- **Objetivo 1**: Según el texto sobre los veranos en el pueblo, ¿por qué la narradora no puede seguir durmiendo esa mañana? Explícalo en una a tres oraciones.
- **Objetivo 2**: Prosigue el texto sobre los veranos en el pueblo a partir de su última oración.

Con las rejas sin fregar

Hoy el día amanece tranquilo. Aún es temprano y el silencio lo envuelve todo. Un pajarillo se atreve a romperlo con su trino y, después, se suman más a su canto. Aún tumbada en la cama, engullido mi diminuto cuerpo de niña por el colchón de lana, abro los ojos para tomar consciencia de dónde me encuentro y, entonces, sonrío. Es verano y estoy en el pueblo de mi madre, en casa de mis tías abuelas. Miro alrededor y voy reconociendo las paredes blancas de la habitación, las camas de forja, los marcos de las ventanas coloreados de azul y el alféizar de la ventana cargado de macetas que rebosan flores. Y junto a mi cama, en otra contigua, aún duermen mis hermanas. Pero yo no puedo dormir más, tengo demasiadas ganas de salir, de recorrer las calles empedradas, de ver si aún se atisba nieve en las cumbres de las montañas, y si este verano también hay carpas en la fuente del pilón en la plaza del castillo. Y es que veranear en el pueblo, allá por los años setenta, suponía vivir una auténtica aventura…

Allí, te sentías mayor. Tus padres te dejaban hacer cosas que en la ciudad resultaban impensables. Te daban libertad… libertad para salir sola a la calle, para reunirte en pandilla con los primos y los amigos, y jugar las largas tardes soleadas en la calle, hasta que el sol se escondía. Y siempre había que apurar hasta que se apagaba la última luz, del último rayo.

- **Datos proporcionados**:

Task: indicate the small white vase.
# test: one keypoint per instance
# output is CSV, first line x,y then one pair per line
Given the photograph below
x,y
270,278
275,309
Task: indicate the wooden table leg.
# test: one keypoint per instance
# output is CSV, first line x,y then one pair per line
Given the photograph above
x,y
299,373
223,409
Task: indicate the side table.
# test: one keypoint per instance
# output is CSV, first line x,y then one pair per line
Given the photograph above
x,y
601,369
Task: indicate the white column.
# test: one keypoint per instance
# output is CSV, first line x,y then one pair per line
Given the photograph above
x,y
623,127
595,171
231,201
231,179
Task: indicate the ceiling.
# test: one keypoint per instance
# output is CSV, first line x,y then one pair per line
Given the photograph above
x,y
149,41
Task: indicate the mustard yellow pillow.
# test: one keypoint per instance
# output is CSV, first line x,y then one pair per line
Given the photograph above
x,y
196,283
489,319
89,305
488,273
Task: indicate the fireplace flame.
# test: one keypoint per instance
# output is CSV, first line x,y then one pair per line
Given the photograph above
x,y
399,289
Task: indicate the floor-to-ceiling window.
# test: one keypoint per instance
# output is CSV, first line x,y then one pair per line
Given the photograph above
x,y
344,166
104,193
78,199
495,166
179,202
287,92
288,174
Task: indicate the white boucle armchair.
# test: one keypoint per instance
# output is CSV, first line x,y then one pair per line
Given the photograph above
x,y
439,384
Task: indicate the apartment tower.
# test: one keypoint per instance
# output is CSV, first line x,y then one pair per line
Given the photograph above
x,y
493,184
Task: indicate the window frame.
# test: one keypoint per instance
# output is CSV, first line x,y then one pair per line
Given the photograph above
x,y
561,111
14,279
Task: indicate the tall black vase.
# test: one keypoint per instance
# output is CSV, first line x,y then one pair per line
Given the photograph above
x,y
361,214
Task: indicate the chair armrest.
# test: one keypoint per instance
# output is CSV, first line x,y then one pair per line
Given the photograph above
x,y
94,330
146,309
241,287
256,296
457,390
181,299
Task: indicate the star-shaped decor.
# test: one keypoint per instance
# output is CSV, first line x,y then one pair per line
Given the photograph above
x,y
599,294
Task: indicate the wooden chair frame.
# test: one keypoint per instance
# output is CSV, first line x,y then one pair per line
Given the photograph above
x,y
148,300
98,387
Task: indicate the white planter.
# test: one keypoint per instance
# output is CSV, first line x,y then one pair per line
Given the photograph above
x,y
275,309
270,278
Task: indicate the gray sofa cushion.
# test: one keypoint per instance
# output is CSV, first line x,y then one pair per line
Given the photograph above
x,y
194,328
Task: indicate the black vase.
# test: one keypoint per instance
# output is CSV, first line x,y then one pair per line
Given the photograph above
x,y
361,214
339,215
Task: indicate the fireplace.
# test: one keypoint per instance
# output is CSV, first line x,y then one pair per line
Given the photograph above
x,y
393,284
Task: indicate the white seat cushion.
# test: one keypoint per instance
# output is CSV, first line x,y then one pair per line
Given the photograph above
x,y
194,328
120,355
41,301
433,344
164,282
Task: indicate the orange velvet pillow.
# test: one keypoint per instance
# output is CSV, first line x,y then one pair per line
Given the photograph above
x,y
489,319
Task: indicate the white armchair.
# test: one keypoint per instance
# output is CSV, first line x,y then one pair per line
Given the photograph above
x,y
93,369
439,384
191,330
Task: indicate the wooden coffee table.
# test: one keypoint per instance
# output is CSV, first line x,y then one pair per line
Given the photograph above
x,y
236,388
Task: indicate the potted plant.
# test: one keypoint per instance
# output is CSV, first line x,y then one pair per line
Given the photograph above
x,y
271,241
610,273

- **Resultado del ejercicio 1**: La narradora no puede seguir durmiendo porque tiene demasiadas ganas de salir. Quiere recorrer las calles empedradas y ver si aún se atisba nieve en las cumbres de las montañas. También quiere comprobar si este verano también hay carpas en la fuente del pilón de la plaza del castillo.

- **Resultado del ejercicio 2**:
Y así, disfrutando de esta libertad, algunos días me dejaban ir hasta el bar de la esquina para comprar churros y porras para desayunar. En el bar de El Topo hacían las porras como nadie, bien grandes y fritas en abundante aceite de oliva. Siempre recién hechas. A veces tenía que esperar a que terminaran de freírlas, pero no me importaba, al contrario, disfrutaba viendo con qué maestría “el Topo” las movía con dos palos largos de madera, para ir enroscándolas sin que la masa se pegara. Era algo hipnótico.

Ya de vuelta, calle abajo, con los churros y las porras envueltos en papel de estraza marrón, saludaba a la señora Patro. Siempre sonriente, siempre cariñosa y siempre hacendosa, podando los bellísimos rosales que cubrían la fachada de su casa, o arremangada, fregando las rejas de sus ventanas, para que lucieran impolutas, sin una mota de polvo ni telarañas.

También íbamos a comprar la leche fresca a la lechería. ¡Cómo olía a vaca! Había que hervir la leche durante unos minutos y, después, cuando templaba, retirar la capa gruesa de nata que se formaba en la parte superior, y colar el resto para beberla endulzada con azúcar y, a veces, con un poco de canela.

En el pueblo la comida sabía mejor. Hasta el pan tenía otro gusto. Y siempre, para merendar, podíamos disfrutar de aquel pan de pueblo con un buen trozo de morcilla de calabaza, de queso de cabra o de chocolate, aunque éste último, en contadas ocasiones.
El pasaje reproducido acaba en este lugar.